* Quoted text:
==================================================

Los Alamos County, New Mexico, is at the epicenter of rapid decarbonization. This is being driven by the combined impact of New Mexico’s recently enacted rule limiting future internal combustion engine sales, a county initiative calling for carbon neutrality by 2050, and rapid residential adoption of rooftop solar by residents. These developments are creating an urgent need for substantial upgrades and capacity increases within the local publicly owned power distribution infrastructure.

The community of approximately 20,000 is home to the renowned Los Alamos National Laboratory, the nation’s leading scientific research and development center focusing on artificial intelligence, nuclear science and their implications for national security. With an affluent and highly educated population, Los Alamos has enacted a Climate Action Plan, a comprehensive master plan that aims to reach carbon neutrality by 2050.

Residential and commercial customers in Los Alamos County are served by a publicly owned electric and natural gas utility. Meeting the electrification goals spelled out under the action plan would require significantly increasing reliance on the electrical distribution system while eventfully eliminating demand on the gas system.

Though the electric power system has experienced stable power demand for many years, it now has limited capacity to meet increased loads without encountering risks of outages or other system problems.

With a need to analyze and assess the current state of the system asset health, power flows and system needs, the Los Alamos county authorities engaged 1898 & Co. to perform a study that would serve as a framework for the strategy to rehabilitate the local grid and increase capacity to meet future load growth.

Two core challenges shaped the approach.

First, significant load growth would create stress on the two substations serving the community as well as many of the underground circuits that are at the end of their design lives. The total amount of growth to expect over the next 30 years was unknown.

The second challenge revolved around managing the incremental growth in demand as residents and businesses begin electrifying space and water heating systems, adding electric appliances and increasing reliance on the EV charging infrastructure. This load would require both added system and generation capacity. The adoption rate of these technologies were also unknown.

The 1898 & Co. team analyzed asset health and power flows, modeled adoption across several electrification scenarios, and built hourly load profiles. The model incorporated system performance data to identify where assets and components would be needed. The work also included financial analysis: incremental revenue, capital investment and rate design. The study also looked at staffing needs and the possibility of implementing a phased transition of current staff from the gas utility to the electric utility as demand shifted.

Once an accurate inventory was developed — listing the numbers of gas furnaces, water heaters and appliances that could be converted to electricity, as well as the potential number of EVs — a model was developed to plot out the infrastructure needed to accommodate various conversion scenarios. The model projected only energy efficiency rates under currently available technologies for heat pumps, water heaters and appliances.

==================================================

(Position identification records)
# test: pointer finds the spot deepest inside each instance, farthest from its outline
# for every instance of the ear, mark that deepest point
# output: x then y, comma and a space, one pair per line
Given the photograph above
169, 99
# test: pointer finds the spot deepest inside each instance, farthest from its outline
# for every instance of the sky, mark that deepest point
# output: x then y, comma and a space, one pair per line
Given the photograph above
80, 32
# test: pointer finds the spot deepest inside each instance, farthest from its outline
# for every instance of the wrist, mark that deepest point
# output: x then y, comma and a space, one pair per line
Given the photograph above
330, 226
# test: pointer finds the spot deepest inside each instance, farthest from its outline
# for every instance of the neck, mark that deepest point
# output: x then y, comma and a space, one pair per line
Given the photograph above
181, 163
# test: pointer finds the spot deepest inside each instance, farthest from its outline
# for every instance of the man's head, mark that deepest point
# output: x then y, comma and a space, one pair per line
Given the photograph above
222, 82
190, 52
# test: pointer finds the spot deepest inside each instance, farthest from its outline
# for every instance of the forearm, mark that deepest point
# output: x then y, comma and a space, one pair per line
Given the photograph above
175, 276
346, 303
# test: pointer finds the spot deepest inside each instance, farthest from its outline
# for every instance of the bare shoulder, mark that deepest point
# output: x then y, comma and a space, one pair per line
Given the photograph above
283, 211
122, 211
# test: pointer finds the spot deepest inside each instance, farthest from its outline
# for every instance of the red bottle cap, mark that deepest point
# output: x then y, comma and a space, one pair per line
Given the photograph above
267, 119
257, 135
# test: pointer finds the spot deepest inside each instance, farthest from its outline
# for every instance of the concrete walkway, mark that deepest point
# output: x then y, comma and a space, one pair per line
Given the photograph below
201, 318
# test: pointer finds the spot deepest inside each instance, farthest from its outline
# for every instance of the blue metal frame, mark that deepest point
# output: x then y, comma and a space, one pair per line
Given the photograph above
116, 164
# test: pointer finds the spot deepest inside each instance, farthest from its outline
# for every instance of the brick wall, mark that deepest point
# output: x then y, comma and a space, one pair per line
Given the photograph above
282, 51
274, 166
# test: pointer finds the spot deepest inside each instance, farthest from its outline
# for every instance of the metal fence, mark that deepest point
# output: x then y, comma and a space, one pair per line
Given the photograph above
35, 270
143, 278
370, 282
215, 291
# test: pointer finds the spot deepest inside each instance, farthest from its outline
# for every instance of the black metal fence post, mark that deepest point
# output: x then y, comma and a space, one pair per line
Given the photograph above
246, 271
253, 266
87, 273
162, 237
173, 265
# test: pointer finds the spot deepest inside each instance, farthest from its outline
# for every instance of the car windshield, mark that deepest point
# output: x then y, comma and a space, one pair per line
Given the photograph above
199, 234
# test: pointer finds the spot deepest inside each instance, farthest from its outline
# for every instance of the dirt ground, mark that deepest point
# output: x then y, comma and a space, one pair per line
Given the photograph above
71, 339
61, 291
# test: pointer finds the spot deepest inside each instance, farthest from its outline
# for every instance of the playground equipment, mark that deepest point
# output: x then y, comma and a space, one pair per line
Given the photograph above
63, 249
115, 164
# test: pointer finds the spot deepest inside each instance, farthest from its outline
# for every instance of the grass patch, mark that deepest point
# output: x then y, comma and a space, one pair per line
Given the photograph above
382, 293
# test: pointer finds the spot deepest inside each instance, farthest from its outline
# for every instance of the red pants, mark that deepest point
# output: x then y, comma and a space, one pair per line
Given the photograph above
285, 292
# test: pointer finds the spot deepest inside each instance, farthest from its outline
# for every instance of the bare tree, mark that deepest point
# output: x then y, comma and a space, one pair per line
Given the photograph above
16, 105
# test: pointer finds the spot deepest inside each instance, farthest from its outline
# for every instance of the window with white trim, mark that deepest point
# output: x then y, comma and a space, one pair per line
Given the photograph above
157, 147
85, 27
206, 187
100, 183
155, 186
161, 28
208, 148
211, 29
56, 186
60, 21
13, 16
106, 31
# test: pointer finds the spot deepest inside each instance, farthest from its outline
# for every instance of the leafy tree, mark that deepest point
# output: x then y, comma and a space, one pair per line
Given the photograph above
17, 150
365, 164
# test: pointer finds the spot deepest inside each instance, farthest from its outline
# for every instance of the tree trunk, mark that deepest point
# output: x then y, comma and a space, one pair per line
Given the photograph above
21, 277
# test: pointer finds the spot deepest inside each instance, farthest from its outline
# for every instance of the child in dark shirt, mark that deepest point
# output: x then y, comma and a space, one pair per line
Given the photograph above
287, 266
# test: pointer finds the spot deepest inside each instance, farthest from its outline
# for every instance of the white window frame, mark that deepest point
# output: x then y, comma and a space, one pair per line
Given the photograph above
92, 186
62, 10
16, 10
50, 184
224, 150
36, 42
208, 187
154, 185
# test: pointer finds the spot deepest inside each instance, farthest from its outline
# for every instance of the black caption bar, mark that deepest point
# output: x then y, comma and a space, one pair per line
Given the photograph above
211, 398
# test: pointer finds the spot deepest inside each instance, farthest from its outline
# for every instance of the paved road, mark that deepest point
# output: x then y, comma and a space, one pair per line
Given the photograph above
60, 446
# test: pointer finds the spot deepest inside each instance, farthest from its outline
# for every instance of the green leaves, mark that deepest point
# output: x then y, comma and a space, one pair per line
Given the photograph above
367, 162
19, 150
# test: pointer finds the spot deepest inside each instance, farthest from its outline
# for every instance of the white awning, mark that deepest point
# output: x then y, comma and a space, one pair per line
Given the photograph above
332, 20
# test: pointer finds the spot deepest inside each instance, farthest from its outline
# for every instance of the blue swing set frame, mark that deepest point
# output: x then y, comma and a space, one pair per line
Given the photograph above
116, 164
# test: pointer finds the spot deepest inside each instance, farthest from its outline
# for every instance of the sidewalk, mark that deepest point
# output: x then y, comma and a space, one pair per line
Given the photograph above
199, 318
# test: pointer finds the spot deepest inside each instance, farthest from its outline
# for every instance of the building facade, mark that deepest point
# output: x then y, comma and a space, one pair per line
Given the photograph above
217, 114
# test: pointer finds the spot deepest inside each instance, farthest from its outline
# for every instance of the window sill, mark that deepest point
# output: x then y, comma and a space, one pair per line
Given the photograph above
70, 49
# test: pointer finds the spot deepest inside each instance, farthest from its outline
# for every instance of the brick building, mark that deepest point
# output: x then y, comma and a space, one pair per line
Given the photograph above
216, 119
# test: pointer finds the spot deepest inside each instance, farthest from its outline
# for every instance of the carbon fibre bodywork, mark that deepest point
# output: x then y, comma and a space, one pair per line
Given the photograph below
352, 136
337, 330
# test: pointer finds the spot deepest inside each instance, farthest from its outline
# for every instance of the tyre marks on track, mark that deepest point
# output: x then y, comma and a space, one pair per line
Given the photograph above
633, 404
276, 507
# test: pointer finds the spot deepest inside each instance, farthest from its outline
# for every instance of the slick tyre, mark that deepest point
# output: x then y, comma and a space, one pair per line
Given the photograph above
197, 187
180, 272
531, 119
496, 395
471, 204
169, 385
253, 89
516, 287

==================================================

* Job 1:
Do these statements agree with the Los Alamos article? For each one, answer yes or no and quote the words of the article that decide it.
(a) The Los Alamos community has about 20,000 people.
(b) The total load growth expected over the next 30 years was known before the study.
(c) The study considered a phased transition of current staff from the gas utility to the electric utility.
* Job 2: According to the Los Alamos article, how many substations serve the community?
* Job 3: From the Los Alamos article, retype the passage from "Residential and commercial" up to and including "other system problems.".

* Full output 1:
(a) Yes: "The community of approximately 20,000"
(b) No: "The total amount of growth to expect over the next 30 years was unknown."
(c) Yes: "the possibility of implementing a phased transition of current staff from the gas utility to the electric utility as demand shifted"

* Full output 2: Two substations serve the community.

* Full output 3:
Residential and commercial customers in Los Alamos County are served by a publicly owned electric and natural gas utility. Meeting the electrification goals spelled out under the action plan would require significantly increasing reliance on the electrical distribution system while eventfully eliminating demand on the gas system.

Though the electric power system has experienced stable power demand for many years, it now has limited capacity to meet increased loads without encountering risks of outages or other system problems.